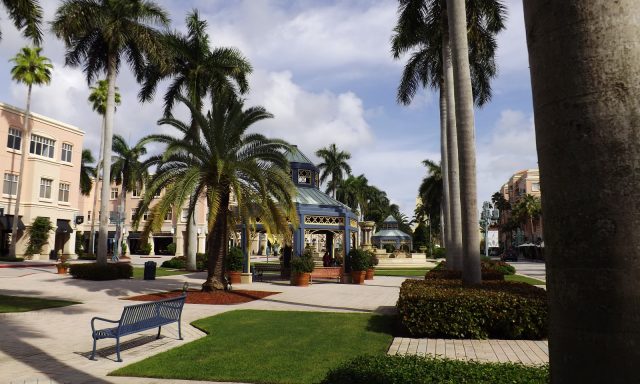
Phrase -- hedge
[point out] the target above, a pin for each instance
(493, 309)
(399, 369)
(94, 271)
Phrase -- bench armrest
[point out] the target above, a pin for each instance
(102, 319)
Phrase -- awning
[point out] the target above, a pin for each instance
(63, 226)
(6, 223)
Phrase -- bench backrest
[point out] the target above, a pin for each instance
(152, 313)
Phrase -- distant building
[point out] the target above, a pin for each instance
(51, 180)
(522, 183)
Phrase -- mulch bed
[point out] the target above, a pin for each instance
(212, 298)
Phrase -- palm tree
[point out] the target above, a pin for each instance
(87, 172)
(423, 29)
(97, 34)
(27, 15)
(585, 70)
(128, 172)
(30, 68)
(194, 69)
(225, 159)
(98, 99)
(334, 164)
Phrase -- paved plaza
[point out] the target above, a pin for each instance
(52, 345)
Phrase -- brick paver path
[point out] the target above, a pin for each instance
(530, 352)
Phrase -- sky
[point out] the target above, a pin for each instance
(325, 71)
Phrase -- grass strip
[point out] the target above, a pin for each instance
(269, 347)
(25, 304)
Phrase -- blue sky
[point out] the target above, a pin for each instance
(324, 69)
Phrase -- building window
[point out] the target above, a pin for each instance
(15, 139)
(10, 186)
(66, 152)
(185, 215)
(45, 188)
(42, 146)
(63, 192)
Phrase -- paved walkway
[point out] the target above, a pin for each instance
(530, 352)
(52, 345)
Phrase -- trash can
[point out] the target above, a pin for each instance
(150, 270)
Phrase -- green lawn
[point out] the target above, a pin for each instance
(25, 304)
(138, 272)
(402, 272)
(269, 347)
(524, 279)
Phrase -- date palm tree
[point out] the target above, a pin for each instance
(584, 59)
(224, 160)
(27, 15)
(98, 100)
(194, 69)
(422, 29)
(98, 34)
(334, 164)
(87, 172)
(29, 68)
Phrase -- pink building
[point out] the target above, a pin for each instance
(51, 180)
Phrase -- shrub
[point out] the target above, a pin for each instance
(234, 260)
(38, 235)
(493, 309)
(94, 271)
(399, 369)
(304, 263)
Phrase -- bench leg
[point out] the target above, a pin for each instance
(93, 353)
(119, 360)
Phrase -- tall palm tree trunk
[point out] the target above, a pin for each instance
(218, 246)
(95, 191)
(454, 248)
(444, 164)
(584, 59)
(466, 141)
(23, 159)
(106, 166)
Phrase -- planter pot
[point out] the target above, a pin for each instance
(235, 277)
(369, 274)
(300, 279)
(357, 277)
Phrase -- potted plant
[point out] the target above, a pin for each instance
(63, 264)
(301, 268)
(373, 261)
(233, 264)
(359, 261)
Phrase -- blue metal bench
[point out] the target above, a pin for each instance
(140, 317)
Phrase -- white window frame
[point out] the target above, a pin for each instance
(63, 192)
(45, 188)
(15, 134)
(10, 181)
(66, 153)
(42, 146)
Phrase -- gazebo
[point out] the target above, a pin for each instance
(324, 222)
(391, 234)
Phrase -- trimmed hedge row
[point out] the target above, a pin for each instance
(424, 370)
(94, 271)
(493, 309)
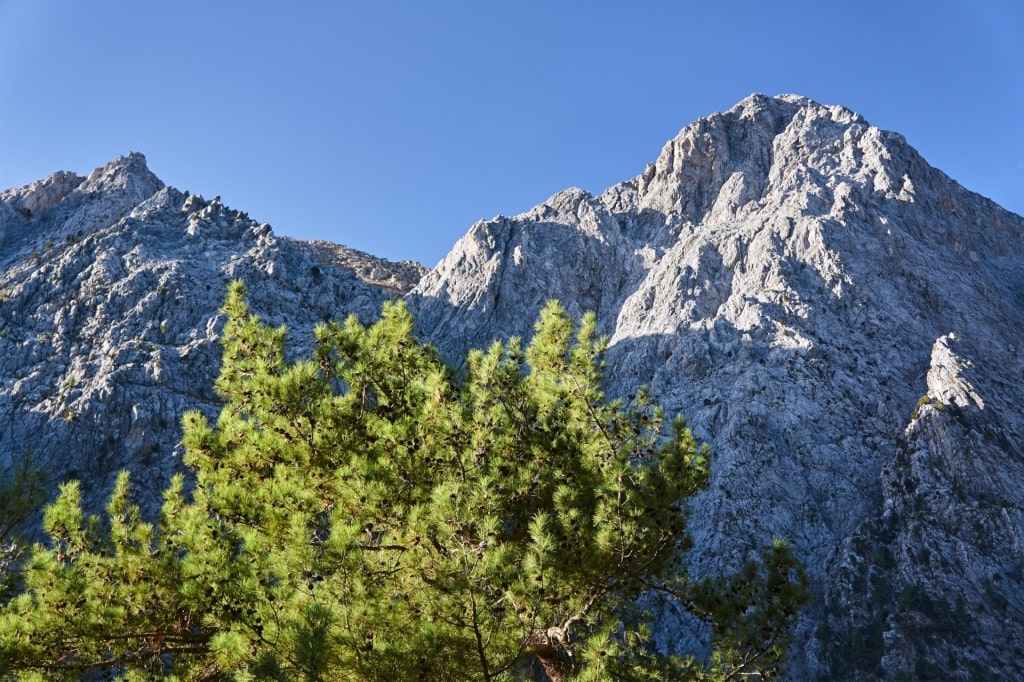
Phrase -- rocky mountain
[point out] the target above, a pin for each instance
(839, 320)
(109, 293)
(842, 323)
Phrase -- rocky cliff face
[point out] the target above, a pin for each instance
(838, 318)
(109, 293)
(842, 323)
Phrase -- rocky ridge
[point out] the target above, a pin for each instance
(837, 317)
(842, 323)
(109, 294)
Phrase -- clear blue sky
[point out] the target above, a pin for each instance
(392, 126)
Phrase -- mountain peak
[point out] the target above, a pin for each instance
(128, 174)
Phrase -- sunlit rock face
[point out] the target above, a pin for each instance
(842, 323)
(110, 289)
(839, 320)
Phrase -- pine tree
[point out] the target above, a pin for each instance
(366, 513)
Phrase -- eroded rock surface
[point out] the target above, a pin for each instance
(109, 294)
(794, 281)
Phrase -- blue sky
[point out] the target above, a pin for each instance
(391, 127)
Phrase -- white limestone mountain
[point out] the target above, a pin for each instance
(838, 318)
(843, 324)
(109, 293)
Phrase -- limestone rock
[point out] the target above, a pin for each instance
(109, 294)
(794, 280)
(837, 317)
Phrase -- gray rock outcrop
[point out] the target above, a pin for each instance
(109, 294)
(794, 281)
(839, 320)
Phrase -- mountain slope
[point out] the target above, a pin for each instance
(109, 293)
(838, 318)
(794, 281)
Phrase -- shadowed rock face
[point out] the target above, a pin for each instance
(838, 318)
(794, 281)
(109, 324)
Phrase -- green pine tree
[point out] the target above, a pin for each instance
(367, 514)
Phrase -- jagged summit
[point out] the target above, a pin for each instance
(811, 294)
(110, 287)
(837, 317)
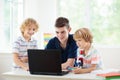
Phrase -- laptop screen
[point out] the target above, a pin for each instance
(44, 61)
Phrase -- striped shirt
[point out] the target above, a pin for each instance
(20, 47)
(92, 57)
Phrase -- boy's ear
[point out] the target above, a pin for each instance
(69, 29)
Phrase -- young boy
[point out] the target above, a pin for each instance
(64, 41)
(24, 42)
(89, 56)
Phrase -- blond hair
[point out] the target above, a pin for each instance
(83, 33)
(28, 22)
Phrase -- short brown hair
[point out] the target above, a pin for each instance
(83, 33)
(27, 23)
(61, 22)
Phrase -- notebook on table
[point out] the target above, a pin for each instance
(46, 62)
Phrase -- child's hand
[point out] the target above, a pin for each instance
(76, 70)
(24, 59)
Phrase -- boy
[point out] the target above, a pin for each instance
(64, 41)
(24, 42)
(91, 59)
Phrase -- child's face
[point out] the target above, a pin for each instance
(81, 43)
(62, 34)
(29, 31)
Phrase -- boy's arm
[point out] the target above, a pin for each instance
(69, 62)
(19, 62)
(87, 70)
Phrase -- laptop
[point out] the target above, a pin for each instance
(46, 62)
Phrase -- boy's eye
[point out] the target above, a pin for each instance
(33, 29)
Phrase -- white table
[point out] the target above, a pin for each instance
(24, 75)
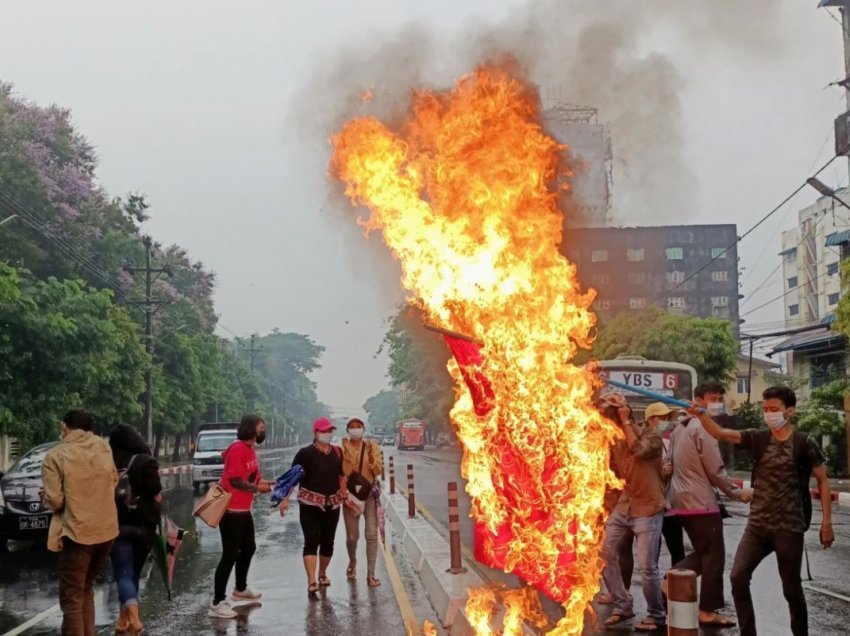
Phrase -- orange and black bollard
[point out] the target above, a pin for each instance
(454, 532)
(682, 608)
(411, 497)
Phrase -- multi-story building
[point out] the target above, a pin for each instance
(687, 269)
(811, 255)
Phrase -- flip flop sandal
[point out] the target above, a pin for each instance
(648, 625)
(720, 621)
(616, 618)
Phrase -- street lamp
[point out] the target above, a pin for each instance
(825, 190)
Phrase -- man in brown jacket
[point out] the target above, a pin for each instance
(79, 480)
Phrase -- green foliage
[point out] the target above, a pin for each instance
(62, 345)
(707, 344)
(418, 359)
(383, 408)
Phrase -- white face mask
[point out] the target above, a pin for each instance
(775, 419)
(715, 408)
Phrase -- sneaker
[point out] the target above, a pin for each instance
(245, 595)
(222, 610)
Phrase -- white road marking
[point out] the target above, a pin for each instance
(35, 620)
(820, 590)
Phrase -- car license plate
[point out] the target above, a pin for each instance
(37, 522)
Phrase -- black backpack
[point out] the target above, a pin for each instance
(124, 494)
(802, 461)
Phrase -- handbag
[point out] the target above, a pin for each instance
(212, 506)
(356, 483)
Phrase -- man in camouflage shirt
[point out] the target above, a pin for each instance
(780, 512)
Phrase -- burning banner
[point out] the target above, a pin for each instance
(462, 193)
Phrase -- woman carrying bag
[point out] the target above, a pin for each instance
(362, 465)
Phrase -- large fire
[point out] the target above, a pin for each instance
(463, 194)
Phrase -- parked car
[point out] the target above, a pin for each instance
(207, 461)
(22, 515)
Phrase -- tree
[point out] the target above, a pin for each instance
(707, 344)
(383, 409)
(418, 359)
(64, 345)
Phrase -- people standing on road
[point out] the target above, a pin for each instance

--------------------------------

● WHAT TO DO: Write the material out again exactly as it appears, dropping the pictures.

● ANSWER TO THE EXERCISE:
Phrase -- hedge
[point out] the target above, a pin for each instance
(493, 309)
(399, 369)
(94, 271)
Phrase -- bench armrest
[point out] the target above, a pin for each instance
(102, 319)
Phrase -- awning
[point out] the target above, a pin for each instance
(63, 226)
(6, 223)
Phrase -- bench backrest
[point out] the target above, a pin for each instance
(152, 313)
Phrase -- distant building
[point out] the target above, a pin for each instance
(51, 180)
(522, 183)
Phrase -- mulch bed
[point out] the target above, a pin for each instance
(212, 298)
Phrase -- palm tree
[point out] the target above, a pin for each instance
(87, 172)
(423, 29)
(97, 34)
(27, 15)
(585, 70)
(128, 172)
(30, 68)
(194, 69)
(225, 159)
(98, 99)
(334, 164)
Phrase -- paved plaza
[point out] the target above, a pin for each instance
(52, 345)
Phrase -- brick paver path
[point out] the target above, a pin for each instance
(530, 352)
Phrase -- sky
[point out] the target above, a pin for each instance
(325, 71)
Phrase -- grass strip
[point out] the target above, a pin for each instance
(269, 347)
(25, 304)
Phrase -- blue sky
[point out] the target above, a pin for each instance
(324, 69)
Phrase -- building window
[point out] the target above, a pin for each instance
(15, 139)
(10, 186)
(66, 152)
(185, 215)
(45, 188)
(42, 146)
(63, 192)
Phrase -- paved walkway
[point out] the target above, a pin for each instance
(530, 352)
(52, 345)
Phrase -- trash can
[point out] the target above, a pin for each instance
(150, 270)
Phrase -- green lawn
[point out] the target above, a pin for each instance
(25, 304)
(138, 272)
(402, 272)
(269, 347)
(524, 279)
Phrase -- date palm tree
[point out] the target above, a pin for each instance
(584, 59)
(224, 160)
(27, 15)
(98, 100)
(194, 69)
(422, 29)
(98, 34)
(334, 164)
(87, 172)
(29, 68)
Phrase -- pink building
[point out] the target above, a pin for each instance
(51, 180)
Phrase -- shrub
[point out] the target above, a pin for each instance
(234, 260)
(38, 235)
(493, 309)
(94, 271)
(399, 369)
(304, 263)
Phrase -- bench leg
[point out] the target above, a pin for each instance
(93, 353)
(119, 360)
Phrase -- tall palm tree trunk
[point out] the target above, a pin for each instance
(218, 246)
(95, 191)
(454, 248)
(444, 164)
(584, 59)
(466, 141)
(23, 159)
(106, 166)
Phrase -- planter pot
[point out] the target above, a pin for each instance
(235, 277)
(369, 274)
(300, 279)
(357, 277)
Phrase -- potted plant
[point out] the target above, a pin for each instance
(63, 264)
(301, 268)
(373, 261)
(233, 264)
(359, 261)
Phrase -- blue metal bench
[point out] the target above, a pin for each instance
(140, 317)
Phrase -- white window frame
[point out] the target above, a pin for each instance
(63, 192)
(45, 188)
(15, 134)
(10, 181)
(66, 153)
(42, 146)
Phrase -- gazebo
[point out] the target above, a pin for each instance
(324, 222)
(391, 234)
Phrase -- trimmed hedge row
[point out] the target above, a pin for each instance
(424, 370)
(94, 271)
(493, 309)
Phrase -- rocky mountain
[point out] the target above, a pin for each instance
(839, 320)
(109, 293)
(842, 323)
Phrase -- rocky cliff face
[point out] the target above, a pin for each instance
(838, 318)
(109, 293)
(842, 323)
Phrase -- rocky ridge
[point out] the target above, a pin for each instance
(837, 317)
(842, 323)
(109, 294)
Phrase -- clear blue sky
[point out] the target above, a pin for each instance
(392, 126)
Phrase -- mountain peak
[point out] the target above, a pin for each instance
(128, 174)
Phrase -- sunlit rock face
[point out] the target above, a pin for each instance
(842, 323)
(110, 289)
(839, 320)
Phrase -- pine tree
[point out] the target above, a pin for each instance
(366, 513)
Phrase -- eroded rock surface
[point out] the target above, a pin for each instance
(109, 294)
(794, 281)
Phrase -- blue sky
[point out] the target above, a pin for each instance
(391, 127)
Phrase -- white limestone mountain
[point out] the target above, a pin for each instance
(838, 318)
(843, 324)
(109, 293)
Phrase -- limestone rock
[point out] the target above, a pin for each instance
(109, 294)
(794, 280)
(837, 317)
Phrase -- gray rock outcrop
[point out] the target above, a pin for each instance
(109, 294)
(794, 281)
(839, 320)
Phrase -- mountain slope
[point out] the target above, a pin for each instance
(109, 293)
(838, 318)
(794, 281)
Phrase -- shadowed rock face
[point out] the target above, a pin for each instance
(838, 318)
(794, 281)
(109, 324)
Phrase -- green pine tree
[point out] the target above, a pin for each instance
(367, 514)
Phrase -- jagged summit
[point out] the target above, a pin for each instance
(811, 294)
(110, 287)
(837, 317)
Phrase -- laptop screen
[point out] the target above, a pin for each instance
(44, 61)
Phrase -- striped shirt
[point out] the target above, a pin for each instance
(20, 47)
(92, 57)
Phrase -- boy's ear
[point out] the target above, a pin for each instance
(69, 29)
Phrase -- young boy
[point out] the target above, a pin for each instance
(64, 41)
(24, 42)
(89, 56)
Phrase -- blond hair
[point out] the target above, a pin for each instance
(83, 33)
(28, 22)
Phrase -- short brown hair
[point out] the target above, a pin for each instance
(83, 33)
(27, 23)
(61, 22)
Phrase -- notebook on table
[point out] the target above, a pin for each instance
(46, 62)
Phrase -- child's hand
[point out] the target above, a pin for each instance
(76, 70)
(24, 59)
Phrase -- boy
[point out] the target above, a pin for each instance
(64, 41)
(24, 42)
(91, 59)
Phrase -- child's face
[point out] the target above, a pin for each instance
(81, 43)
(62, 34)
(29, 31)
Phrase -- boy's arm
[point out] the target above, a pin for each instance
(69, 62)
(19, 62)
(87, 70)
Phrase -- laptop
[point out] the target above, a pin for each instance
(46, 62)
Phrase -- boy's eye
[point out] the target above, a pin for each instance
(33, 29)
Phrase -- white table
[point out] the target above, a pin for each instance
(24, 75)
Phrase -- orange and black bollard
[point out] the target above, a pin for each instance
(454, 532)
(682, 608)
(411, 497)
Phrase -- multi-story building
[point out] the target above, a pin for each instance
(687, 269)
(811, 255)
Phrase -- flip flop sandal
[point out] the target above, a pin for each instance
(648, 625)
(720, 621)
(616, 618)
Phrase -- street lamp
[point out] the target above, a pin for each instance
(825, 190)
Phrase -- man in brown jacket
[point out] the target above, a pin for each instance
(79, 480)
Phrase -- green foliage
[point out] the target above, a pin for each instance
(62, 345)
(707, 344)
(418, 359)
(383, 408)
Phrase -- white face mask
[point out] the target above, a pin for each instance
(775, 419)
(715, 408)
Phrase -- sneaker
[point out] the target above, a pin for each instance
(245, 595)
(222, 610)
Phrase -- white road marking
[point out] the target above, a pin for each instance
(35, 620)
(820, 590)
Phrase -- car license plate
[point out] the target above, a pin for each instance
(37, 522)
Phrase -- black backpack
[point out] the target above, a pin for each instance
(124, 494)
(802, 461)
Phrase -- handbag
[point out] the target above, a pin for each instance
(212, 506)
(356, 483)
Phrase -- man in camouflage shirt
[point out] the target above, a pin for each instance
(780, 512)
Phrase -- burning banner
[point out] the target above, a pin for each instance
(462, 193)
Phrase -- woman carrying bag
[point out] the target above, a pin for each instance
(362, 465)
Phrase -- large fire
[point out] the target above, a pin for each instance
(463, 194)
Phrase -- parked car
[point out] the target above, a pin for each instance
(207, 461)
(22, 515)
Phrase -- tree
[point out] the target above, a pin for each instance
(707, 344)
(383, 409)
(418, 359)
(64, 345)
Phrase -- people standing on road
[point out] the target above, a pin for each instance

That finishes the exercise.